BEGIN STORED ROWS

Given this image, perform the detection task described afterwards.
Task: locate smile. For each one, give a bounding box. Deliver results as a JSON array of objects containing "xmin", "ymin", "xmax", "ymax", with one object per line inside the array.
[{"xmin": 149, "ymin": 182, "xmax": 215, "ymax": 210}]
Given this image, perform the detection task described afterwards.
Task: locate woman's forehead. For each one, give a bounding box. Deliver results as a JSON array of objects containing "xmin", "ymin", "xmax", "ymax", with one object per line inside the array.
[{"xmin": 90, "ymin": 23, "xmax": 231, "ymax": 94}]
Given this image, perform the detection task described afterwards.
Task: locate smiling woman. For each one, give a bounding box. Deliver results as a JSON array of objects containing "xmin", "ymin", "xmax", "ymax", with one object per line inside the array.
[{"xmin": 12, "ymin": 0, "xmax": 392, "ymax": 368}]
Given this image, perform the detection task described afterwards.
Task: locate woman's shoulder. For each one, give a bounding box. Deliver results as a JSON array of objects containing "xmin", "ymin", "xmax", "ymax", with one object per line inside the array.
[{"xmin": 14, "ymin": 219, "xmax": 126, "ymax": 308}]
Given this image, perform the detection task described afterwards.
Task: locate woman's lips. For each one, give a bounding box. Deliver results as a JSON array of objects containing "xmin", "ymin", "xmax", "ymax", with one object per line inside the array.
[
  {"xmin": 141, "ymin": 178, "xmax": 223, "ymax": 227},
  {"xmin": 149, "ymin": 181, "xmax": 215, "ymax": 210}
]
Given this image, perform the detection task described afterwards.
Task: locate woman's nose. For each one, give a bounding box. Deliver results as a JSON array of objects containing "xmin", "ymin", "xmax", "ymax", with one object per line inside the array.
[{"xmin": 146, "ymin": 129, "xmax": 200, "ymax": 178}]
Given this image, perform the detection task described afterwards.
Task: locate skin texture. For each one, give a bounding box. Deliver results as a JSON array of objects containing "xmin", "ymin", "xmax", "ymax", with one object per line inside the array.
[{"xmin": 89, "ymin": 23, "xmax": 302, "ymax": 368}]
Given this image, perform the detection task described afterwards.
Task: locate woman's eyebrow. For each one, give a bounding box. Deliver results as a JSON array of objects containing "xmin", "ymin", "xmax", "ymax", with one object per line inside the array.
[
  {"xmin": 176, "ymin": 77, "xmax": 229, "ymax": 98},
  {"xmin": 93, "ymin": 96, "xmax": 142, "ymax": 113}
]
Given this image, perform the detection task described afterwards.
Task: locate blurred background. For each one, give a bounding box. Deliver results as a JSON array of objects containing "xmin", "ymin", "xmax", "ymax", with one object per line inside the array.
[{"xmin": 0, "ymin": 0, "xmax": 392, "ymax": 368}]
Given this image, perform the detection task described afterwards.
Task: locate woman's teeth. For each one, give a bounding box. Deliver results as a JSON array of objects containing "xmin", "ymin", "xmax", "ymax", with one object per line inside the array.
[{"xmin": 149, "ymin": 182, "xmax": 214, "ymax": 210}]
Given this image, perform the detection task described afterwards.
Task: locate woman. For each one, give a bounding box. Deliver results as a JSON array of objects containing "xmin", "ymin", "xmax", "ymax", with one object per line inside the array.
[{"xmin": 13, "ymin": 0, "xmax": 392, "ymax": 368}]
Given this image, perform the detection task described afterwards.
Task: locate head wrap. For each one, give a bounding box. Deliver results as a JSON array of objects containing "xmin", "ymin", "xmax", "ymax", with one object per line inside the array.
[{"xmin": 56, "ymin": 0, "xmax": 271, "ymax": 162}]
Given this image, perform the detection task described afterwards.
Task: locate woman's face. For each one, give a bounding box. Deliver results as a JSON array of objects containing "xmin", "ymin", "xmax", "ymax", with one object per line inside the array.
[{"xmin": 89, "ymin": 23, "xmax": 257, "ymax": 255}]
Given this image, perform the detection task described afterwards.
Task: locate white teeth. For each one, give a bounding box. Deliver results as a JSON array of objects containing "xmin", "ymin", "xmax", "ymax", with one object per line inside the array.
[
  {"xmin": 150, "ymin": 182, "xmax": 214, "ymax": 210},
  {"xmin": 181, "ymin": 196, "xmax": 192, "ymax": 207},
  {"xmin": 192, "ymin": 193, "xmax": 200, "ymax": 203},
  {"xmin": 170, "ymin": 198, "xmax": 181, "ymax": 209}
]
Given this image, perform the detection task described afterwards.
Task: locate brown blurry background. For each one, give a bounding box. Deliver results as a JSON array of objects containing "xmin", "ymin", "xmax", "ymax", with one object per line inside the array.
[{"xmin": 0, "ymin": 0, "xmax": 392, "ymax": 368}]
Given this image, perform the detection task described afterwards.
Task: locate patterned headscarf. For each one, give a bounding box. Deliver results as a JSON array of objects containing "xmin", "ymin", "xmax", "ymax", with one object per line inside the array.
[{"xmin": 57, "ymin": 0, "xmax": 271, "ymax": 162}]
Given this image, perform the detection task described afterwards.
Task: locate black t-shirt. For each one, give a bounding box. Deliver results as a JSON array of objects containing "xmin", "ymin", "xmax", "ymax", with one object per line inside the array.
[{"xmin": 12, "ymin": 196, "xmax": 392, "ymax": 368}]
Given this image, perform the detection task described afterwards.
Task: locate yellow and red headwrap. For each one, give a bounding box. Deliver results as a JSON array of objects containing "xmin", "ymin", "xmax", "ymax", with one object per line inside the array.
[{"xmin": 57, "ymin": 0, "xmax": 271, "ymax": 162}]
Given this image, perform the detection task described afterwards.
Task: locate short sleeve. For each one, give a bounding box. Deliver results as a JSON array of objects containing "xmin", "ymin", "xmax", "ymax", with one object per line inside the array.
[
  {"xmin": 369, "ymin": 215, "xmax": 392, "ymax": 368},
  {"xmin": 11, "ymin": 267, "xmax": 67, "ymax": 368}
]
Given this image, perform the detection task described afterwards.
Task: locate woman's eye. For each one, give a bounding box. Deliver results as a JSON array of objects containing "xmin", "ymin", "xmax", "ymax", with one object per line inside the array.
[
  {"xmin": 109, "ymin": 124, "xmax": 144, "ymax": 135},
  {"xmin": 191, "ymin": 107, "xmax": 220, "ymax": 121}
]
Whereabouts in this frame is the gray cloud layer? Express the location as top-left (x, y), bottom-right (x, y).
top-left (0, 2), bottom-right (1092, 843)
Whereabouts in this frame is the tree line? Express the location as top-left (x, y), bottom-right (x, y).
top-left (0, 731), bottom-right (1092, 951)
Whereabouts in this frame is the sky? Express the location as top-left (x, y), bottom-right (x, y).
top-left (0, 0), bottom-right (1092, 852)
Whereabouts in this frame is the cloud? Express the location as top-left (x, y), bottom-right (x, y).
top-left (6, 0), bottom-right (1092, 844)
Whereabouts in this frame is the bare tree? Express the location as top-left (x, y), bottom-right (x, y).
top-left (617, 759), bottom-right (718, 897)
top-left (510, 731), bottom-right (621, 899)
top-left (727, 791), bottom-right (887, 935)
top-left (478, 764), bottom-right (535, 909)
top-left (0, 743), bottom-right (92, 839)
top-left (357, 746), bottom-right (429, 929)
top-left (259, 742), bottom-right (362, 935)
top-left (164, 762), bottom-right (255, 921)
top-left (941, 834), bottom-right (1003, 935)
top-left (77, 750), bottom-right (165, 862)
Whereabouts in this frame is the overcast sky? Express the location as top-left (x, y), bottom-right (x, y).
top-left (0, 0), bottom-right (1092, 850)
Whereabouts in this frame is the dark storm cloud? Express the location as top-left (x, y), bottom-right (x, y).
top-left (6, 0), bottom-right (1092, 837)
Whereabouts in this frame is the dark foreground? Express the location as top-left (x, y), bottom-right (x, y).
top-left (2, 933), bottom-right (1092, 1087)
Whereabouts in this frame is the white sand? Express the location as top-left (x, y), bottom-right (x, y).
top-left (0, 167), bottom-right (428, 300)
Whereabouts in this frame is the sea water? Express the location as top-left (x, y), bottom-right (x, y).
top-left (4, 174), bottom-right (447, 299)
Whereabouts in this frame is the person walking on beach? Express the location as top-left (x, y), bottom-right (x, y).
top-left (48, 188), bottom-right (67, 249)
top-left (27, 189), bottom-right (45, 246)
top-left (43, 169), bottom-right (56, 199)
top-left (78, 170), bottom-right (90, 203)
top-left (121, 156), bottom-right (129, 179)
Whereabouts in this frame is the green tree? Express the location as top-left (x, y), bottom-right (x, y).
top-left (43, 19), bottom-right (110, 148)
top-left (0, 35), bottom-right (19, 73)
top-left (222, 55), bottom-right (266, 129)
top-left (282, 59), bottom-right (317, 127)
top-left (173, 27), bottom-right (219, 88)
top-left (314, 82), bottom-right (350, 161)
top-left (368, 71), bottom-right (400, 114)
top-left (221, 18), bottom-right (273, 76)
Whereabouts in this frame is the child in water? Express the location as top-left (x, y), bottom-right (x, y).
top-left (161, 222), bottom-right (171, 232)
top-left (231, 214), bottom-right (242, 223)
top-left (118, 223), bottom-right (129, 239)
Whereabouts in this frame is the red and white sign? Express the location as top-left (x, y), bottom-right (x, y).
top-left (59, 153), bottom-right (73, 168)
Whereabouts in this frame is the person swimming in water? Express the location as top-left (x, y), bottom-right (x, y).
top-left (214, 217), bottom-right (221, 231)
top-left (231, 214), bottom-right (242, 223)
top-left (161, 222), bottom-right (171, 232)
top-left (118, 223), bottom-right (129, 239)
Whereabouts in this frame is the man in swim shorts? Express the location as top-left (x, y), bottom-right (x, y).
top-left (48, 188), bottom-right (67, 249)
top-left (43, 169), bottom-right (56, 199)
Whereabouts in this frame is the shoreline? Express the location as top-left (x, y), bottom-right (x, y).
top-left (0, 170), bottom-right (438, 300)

END STORED ROWS

**TASK BRIEF:** Scale the data from the line with "Whereabouts in this frame is the cloud?" to the line with "top-left (2, 933), bottom-right (1092, 1087)", both lines included, and write out only those lines again, requests too. Multiply every coordinate in the answers by 1.3 and round to whole numbers, rounding halves up.

**FINISHED TASK:**
Whereabouts in this frame is the cloud? Express the location as top-left (x, y), bottom-right (x, y).
top-left (8, 0), bottom-right (1420, 1097)
Whereabouts in this frame is the bare tree? Express the location as top-left (x, y), bottom-right (x, y).
top-left (802, 987), bottom-right (933, 1166)
top-left (663, 950), bottom-right (807, 1169)
top-left (945, 1028), bottom-right (1153, 1216)
top-left (621, 993), bottom-right (696, 1182)
top-left (0, 966), bottom-right (120, 1091)
top-left (464, 970), bottom-right (558, 1208)
top-left (337, 965), bottom-right (471, 1216)
top-left (213, 991), bottom-right (332, 1197)
top-left (1223, 1084), bottom-right (1304, 1216)
top-left (100, 975), bottom-right (215, 1121)
Whereabouts in this frame is the overcast sky? Express the location as top-left (x, y), bottom-right (x, y).
top-left (0, 0), bottom-right (1420, 1105)
Whereabouts in this frame is the dark storm cloud? Express the location as top-left (x, y), bottom-right (x, y).
top-left (8, 0), bottom-right (1420, 1088)
Whereabouts in this frame is the dark foreground? Express the location as top-left (x, y), bottom-right (x, y).
top-left (3, 1213), bottom-right (1420, 1413)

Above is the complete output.